===== BRANO DEL DOCUMENTO =====

Comincio a scattare con il cellulare perchè quello ho in tasca, mentre la vespa tirata sul cavalletto si spegne per eccessiva ricchezza di carburazione e le mie bestemmie per i calzini bucati si spengono nel cielo blu. Che pirla, fossero i calzini il problema. Continuo a scattare col cellulare per immediatezza, essenzialità e inappellabilità – perchè questo è un diario. Taglio quadrato, come se facessi istantanee già sbiadite con una vecchia Rollei.
E prima immersione nel vuoto. È strano fotografare l’assenza. Un fotografo si allena a cercare il soggetto, quello forte, decisivo. Non si allena a fotografare il vuoto.

===== DATI DI PARTENZA =====

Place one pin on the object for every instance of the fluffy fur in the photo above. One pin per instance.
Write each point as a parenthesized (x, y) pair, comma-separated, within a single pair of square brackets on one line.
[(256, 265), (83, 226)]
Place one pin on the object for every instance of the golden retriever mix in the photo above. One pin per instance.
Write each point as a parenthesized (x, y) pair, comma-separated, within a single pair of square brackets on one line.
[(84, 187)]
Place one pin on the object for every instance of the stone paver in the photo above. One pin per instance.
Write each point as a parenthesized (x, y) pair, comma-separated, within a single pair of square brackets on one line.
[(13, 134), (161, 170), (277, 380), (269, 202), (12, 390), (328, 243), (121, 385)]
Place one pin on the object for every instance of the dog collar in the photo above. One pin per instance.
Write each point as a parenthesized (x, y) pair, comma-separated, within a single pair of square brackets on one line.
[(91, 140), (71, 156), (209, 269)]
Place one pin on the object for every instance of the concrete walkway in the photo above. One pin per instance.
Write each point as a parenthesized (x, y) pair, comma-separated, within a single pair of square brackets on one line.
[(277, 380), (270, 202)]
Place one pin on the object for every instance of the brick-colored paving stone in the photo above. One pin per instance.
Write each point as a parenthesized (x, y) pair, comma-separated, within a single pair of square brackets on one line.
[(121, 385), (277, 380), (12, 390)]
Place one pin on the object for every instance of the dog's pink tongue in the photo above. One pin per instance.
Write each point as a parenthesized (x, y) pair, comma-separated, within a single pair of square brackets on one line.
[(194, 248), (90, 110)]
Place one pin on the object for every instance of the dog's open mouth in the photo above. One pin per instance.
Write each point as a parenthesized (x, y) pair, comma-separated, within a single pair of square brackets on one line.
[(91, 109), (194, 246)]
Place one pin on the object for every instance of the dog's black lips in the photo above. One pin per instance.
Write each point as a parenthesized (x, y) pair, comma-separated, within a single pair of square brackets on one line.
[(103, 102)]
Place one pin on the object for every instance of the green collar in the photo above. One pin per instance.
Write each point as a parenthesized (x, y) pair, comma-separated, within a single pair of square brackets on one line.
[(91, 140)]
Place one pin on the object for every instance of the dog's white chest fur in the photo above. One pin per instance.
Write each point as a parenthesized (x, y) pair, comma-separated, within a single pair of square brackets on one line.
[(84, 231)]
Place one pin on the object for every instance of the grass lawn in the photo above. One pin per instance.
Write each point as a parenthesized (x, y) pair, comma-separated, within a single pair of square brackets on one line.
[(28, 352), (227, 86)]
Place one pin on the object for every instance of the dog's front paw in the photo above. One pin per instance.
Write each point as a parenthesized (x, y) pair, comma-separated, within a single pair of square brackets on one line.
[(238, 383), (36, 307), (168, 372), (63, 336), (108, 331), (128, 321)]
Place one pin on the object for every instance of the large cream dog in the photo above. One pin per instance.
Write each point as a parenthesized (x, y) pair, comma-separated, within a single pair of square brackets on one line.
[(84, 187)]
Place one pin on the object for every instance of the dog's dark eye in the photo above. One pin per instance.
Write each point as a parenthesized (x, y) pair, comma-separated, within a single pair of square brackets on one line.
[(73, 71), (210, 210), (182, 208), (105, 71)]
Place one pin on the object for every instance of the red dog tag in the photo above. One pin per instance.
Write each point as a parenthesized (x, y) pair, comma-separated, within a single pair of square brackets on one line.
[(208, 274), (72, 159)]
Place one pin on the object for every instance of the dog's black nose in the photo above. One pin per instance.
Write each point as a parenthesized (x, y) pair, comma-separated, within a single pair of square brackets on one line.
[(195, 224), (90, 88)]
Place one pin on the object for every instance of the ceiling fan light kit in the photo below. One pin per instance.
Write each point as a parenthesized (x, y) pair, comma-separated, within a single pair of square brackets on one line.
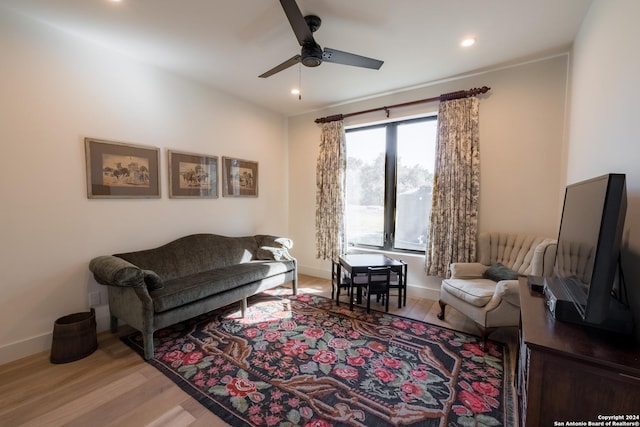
[(311, 54)]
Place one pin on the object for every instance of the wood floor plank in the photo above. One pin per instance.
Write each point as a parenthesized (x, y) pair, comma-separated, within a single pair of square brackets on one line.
[(115, 386)]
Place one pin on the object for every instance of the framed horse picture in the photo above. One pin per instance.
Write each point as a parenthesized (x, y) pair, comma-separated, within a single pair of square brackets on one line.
[(240, 178), (121, 170), (192, 175)]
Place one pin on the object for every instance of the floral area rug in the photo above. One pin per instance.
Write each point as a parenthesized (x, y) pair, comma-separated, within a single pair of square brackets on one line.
[(303, 361)]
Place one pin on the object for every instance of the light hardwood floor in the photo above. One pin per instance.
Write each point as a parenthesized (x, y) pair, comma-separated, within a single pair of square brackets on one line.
[(115, 387)]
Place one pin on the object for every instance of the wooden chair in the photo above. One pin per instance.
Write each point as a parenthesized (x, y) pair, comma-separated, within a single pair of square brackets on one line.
[(378, 284), (339, 281), (399, 282)]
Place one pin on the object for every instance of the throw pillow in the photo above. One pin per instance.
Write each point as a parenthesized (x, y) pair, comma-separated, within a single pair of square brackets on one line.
[(270, 253), (152, 280), (498, 272)]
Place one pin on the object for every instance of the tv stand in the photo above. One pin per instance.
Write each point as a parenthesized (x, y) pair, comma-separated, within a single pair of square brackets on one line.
[(566, 372), (619, 319)]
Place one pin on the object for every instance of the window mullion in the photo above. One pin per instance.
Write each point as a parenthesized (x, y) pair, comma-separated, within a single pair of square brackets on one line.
[(390, 185)]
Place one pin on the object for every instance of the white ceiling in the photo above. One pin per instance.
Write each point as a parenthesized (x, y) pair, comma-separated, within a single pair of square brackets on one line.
[(227, 44)]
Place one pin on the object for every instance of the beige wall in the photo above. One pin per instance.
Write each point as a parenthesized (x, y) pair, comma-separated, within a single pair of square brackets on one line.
[(521, 146), (604, 135), (55, 91)]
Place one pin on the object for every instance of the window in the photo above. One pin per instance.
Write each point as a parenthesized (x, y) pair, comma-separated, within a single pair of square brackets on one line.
[(389, 181)]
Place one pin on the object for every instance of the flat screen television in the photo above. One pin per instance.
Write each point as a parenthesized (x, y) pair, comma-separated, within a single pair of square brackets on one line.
[(586, 268)]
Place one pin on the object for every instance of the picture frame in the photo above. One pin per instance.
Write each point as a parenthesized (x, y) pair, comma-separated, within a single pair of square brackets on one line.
[(240, 177), (192, 175), (117, 170)]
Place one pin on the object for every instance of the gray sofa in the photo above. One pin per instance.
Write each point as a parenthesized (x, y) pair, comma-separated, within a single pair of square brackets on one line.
[(155, 288)]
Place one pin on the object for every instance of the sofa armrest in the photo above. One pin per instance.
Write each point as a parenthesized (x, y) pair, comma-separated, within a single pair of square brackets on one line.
[(509, 290), (113, 271), (467, 270)]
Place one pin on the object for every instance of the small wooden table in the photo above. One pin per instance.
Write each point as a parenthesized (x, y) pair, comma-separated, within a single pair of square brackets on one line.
[(356, 264)]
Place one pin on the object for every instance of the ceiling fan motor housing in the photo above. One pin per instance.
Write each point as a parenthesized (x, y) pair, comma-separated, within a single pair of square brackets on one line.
[(311, 55)]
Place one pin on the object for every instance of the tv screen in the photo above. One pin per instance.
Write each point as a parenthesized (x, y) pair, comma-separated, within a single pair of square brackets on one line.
[(589, 243)]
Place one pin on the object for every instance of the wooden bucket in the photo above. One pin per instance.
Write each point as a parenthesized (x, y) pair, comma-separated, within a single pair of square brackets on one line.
[(74, 337)]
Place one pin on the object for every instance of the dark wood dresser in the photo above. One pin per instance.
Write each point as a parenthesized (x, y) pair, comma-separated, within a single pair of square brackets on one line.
[(567, 373)]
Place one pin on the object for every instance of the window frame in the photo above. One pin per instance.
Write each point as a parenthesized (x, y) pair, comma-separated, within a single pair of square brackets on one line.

=====

* LAVORO DA SVOLGERE
1) Rispondi a queste domande sul brano:
(a) Con che cosa comincia a scattare chi scrive, e perché?
(b) Che taglio dà alle foto?
(c) Per che cosa, secondo il brano, un fotografo non si allena?
2) Prosegui con qualche frase il brano sul fotografare il vuoto, partendo dopo la sua ultima frase.
Per svolgere i compiti non servono i dati.

* RISPOSTE PER NUMERO
1)
(a) Con il cellulare, perché è quello che ha in tasca.
(b) Un taglio quadrato.
(c) Per fotografare il vuoto.

2)
Il lunedì scendo in strada e per un attimo mi sento come il primo fotografo dopo la bomba enne, quella che lascia su i palazzi e disintegra la vita. E mi vergogno, di permettermi che una fantasia quasi frivola offenda una cosa tanto drammatica. Eppure affacciandoci sul vuoto ci aggrappiamo sempre a qualcosa ed in quel momento io mi attacco a quello, all’avventuriero, il primo uomo che esce dalla caverna.
Poi incrocio un collega in caccia della ‘foto giusta’, e torno alla realtà.